-- start of SUPPLIED PASSAGE --
Issue 791: Use task interface for StateRegistry

Title	Use task interface for StateRegistry
Priority	feature	Status	resolved
Superseder		Nosy List	florian, jendrik, malte
Assigned To	florian	Keywords
Optional summary	This is part of issue509

Created on 2018-06-04.14:07:08 by florian, last changed by malte.

Summary
This is part of issue509

Messages
msg7603 (view)	Author: malte	Date: 2018-09-19.19:21:15
Excellent! Kill the beast!
msg7588 (view)	Author: florian	Date: 2018-09-19.16:41:48
I merged revision v2 and ignored the debug branch (it still lives in my bitbucket repository if we need it for something).
msg7583 (view)	Author: malte	Date: 2018-09-19.16:16:59
> I have no doubt that the decrease in performance is significant. I meant > unlucky with respect to the number of additional timeouts which is much lower > in the latest experiments on the same revision. I am not worried about that number for experiments like these, I'd always look at score_total_time instead for experiments like these, for which timeouts don't matter because the score converges to 0 anyway as the time limit is reached. (Well, at least for 30 minute timeouts.) > Anyway, I agree that this is the compiler's fault. Should I merge revision v2? > It has the same code as debug8 but without the history of debug commits and > experiments. It also still returns "const TaskProxy &" instead of "TaskProxy". Pick what you like best.
msg7581 (view)	Author: florian	Date: 2018-09-19.16:10:20
I have no doubt that the decrease in performance is significant. I meant unlucky with respect to the number of additional timeouts which is much lower in the latest experiments on the same revision. Anyway, I agree that this is the compiler's fault. Should I merge revision v2? It has the same code as debug8 but without the history of debug commits and experiments. It also still returns "const TaskProxy &" instead of "TaskProxy".
msg7573 (view)	Author: malte	Date: 2018-09-19.15:03:35
> May the variance is just very high and we got unlucky in the first experiment. I don't think so, there is clearly a significant change here not explainable by noise. For example, looking at the 32-bit results for score_total_time in https://ai.dmi.unibas.ch/_tmp_files/pommeren/issue791-debug-opt4-issue791-debugbase-issue791-debug8-compare.html we have a negative change in 43 domains and a positive change in only 7 domains. Generally speaking, I recommend looking at per-domain score_total_time results in cases like these to get a good overall picture and cancel out some noise (by aggregating tasks within one domain). If I calculated this correctly, 43:7 is significant at a p level less than 0.000001. The positive news is that in the 64-bit, things look quite a bit more random, with 36 negative vs. 14 positive changes. This is still highly significant, but at a p level of "only" around 0.025. Based on the 64-bit results and the fact that the "bad" diff clearly looks like it seems to be the compiler's fault rather than ours, I think we should accept these performance numbers.
-- end of SUPPLIED PASSAGE --
-- start of DATA SUPPLIED --
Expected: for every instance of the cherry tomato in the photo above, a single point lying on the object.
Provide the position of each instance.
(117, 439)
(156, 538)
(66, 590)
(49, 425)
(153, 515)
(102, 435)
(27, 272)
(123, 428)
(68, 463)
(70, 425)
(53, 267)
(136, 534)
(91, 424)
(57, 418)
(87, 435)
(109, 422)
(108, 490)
-- end of DATA SUPPLIED --
**EXERCISE TASK A:**
Reproduce the part of the StateRegistry issue thread that begins at the words "Issue 791: Use" and stops after "changed by malte.".
**EXERCISE TASK B:**
Using the StateRegistry issue thread, say whether each statement agrees with it, answering yes or no and quoting the deciding words: (i) florian merged revision v2 rather than the debug branch; (ii) in the 32-bit results for score_total_time, more domains showed a positive change than a negative one; (iii) the issue was created by malte.

**TASK OUTPUT A:**
Issue 791: Use task interface for StateRegistry

Title	Use task interface for StateRegistry
Priority	feature	Status	resolved
Superseder		Nosy List	florian, jendrik, malte
Assigned To	florian	Keywords
Optional summary	This is part of issue509

Created on 2018-06-04.14:07:08 by florian, last changed by malte.

**TASK OUTPUT B:**
(i) Yes: "I merged revision v2 and ignored the debug branch"
(ii) No: "we have a negative change in 43 domains and a positive change in only 7 domains"
(iii) No: "Created on 2018-06-04.14:07:08 by florian, last changed by malte."